* **EXERCISE INSTRUCTIONS**
Return every line in the items below that contains the word "grille".
### THE INPUT
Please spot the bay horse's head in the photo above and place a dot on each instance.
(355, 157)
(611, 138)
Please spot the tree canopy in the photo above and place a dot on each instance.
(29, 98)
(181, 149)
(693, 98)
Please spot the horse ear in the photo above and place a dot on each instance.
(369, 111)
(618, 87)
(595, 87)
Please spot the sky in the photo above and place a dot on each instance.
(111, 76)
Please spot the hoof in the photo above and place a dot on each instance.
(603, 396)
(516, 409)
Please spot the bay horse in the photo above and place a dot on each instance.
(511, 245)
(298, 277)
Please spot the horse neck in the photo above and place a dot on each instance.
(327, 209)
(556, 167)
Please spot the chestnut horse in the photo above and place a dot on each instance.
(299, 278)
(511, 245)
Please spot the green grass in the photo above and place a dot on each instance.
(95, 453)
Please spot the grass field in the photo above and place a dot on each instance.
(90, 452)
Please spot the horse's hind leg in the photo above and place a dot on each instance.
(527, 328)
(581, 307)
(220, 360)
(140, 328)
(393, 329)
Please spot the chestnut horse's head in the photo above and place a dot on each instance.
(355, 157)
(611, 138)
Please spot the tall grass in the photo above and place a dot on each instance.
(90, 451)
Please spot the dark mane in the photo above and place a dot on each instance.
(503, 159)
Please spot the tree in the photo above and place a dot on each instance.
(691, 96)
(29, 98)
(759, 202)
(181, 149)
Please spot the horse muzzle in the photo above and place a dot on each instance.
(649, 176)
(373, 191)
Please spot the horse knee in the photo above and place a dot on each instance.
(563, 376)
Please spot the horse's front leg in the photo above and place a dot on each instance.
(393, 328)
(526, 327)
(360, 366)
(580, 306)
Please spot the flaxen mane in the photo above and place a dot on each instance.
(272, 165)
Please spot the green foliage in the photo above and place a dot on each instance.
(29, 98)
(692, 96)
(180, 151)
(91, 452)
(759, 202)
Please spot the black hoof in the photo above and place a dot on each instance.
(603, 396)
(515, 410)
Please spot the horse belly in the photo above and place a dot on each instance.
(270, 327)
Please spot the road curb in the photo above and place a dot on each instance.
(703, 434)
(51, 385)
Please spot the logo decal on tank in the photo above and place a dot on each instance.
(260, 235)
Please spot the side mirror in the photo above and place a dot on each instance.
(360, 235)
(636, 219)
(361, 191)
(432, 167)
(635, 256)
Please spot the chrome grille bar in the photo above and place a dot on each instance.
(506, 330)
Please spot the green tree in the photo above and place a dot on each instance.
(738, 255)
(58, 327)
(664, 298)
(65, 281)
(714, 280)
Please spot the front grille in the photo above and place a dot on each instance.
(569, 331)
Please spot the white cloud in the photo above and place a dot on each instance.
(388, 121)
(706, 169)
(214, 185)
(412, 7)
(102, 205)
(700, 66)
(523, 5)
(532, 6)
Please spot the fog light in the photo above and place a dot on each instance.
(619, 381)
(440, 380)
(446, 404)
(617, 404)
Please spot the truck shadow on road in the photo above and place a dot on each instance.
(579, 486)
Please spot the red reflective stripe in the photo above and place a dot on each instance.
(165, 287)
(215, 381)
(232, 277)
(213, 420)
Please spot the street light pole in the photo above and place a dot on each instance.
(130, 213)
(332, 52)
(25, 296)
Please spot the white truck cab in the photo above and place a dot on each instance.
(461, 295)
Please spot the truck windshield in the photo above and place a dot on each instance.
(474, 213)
######
### THE INPUT
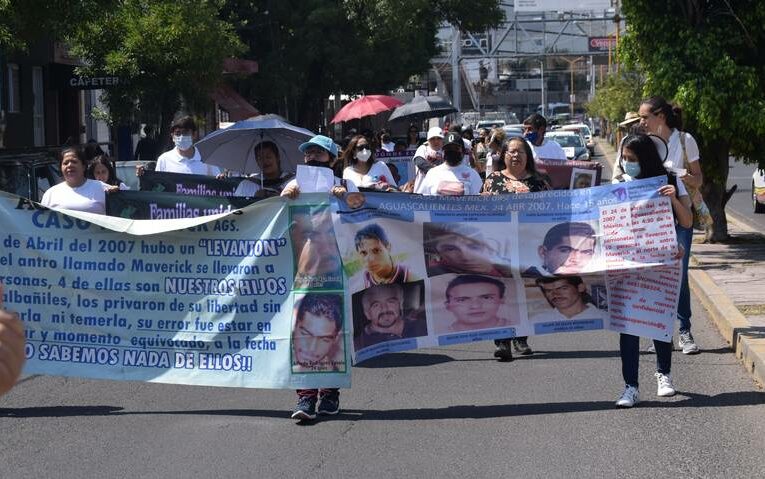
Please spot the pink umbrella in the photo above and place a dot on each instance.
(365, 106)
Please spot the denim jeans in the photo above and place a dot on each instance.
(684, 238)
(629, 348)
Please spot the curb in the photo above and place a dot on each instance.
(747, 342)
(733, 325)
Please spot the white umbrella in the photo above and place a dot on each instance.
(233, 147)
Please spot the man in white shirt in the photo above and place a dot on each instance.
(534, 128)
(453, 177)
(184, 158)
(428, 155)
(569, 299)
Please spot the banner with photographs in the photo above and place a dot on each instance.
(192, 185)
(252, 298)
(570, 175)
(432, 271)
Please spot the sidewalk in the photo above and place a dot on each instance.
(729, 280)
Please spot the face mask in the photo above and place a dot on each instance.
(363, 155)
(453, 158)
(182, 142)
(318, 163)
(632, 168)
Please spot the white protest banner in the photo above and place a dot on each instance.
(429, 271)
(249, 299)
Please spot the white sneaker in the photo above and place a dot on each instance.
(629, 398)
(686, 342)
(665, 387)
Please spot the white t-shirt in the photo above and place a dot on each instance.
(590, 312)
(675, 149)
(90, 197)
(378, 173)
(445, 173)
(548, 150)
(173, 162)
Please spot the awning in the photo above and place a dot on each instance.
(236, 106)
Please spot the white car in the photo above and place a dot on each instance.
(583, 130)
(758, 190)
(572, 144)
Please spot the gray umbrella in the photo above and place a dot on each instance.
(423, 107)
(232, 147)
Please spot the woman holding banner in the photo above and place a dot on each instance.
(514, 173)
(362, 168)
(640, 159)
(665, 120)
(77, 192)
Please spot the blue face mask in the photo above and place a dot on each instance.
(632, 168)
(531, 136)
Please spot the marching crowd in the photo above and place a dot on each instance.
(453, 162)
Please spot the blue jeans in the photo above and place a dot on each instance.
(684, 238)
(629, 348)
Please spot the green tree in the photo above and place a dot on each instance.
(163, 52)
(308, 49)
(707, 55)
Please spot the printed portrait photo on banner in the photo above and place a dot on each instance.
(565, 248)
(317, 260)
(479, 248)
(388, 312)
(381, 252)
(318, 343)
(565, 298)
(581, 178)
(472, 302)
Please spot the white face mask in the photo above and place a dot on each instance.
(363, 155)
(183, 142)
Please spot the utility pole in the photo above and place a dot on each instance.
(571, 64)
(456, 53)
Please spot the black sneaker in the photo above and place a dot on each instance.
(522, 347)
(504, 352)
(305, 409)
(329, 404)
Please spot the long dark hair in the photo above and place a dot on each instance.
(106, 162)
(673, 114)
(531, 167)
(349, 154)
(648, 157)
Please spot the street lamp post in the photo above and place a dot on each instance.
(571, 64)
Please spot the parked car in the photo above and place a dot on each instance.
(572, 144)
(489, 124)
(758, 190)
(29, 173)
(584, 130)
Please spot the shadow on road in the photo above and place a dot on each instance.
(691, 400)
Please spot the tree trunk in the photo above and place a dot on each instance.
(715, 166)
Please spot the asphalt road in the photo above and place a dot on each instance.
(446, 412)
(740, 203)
######
### THE INPUT
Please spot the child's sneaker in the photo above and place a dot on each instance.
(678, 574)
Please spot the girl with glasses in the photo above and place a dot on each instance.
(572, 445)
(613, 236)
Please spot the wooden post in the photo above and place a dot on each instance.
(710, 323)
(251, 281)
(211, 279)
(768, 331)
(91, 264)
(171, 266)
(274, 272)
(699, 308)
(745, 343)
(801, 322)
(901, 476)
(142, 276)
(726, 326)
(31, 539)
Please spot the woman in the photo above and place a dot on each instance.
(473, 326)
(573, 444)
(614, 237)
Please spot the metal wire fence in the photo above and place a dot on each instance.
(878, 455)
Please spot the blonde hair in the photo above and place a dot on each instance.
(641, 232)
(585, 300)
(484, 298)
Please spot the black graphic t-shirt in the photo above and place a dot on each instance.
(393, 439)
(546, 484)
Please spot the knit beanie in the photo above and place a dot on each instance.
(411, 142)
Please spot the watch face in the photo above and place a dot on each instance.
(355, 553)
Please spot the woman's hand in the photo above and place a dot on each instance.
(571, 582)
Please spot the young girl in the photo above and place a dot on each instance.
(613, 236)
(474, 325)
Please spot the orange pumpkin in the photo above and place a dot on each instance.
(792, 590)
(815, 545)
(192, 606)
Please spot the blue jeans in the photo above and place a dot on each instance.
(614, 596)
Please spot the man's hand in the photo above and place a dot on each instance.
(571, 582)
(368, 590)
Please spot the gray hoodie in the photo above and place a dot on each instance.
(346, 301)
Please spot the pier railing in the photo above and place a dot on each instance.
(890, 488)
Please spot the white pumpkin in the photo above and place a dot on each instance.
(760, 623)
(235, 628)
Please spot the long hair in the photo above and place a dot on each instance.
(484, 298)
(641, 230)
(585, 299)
######
* **REPLY TO THE EXERCISE**
Please spot the chrome grille bar in the photo above and place a dot on each instance.
Please spot the front grille in the photo above and place a dot on each instance.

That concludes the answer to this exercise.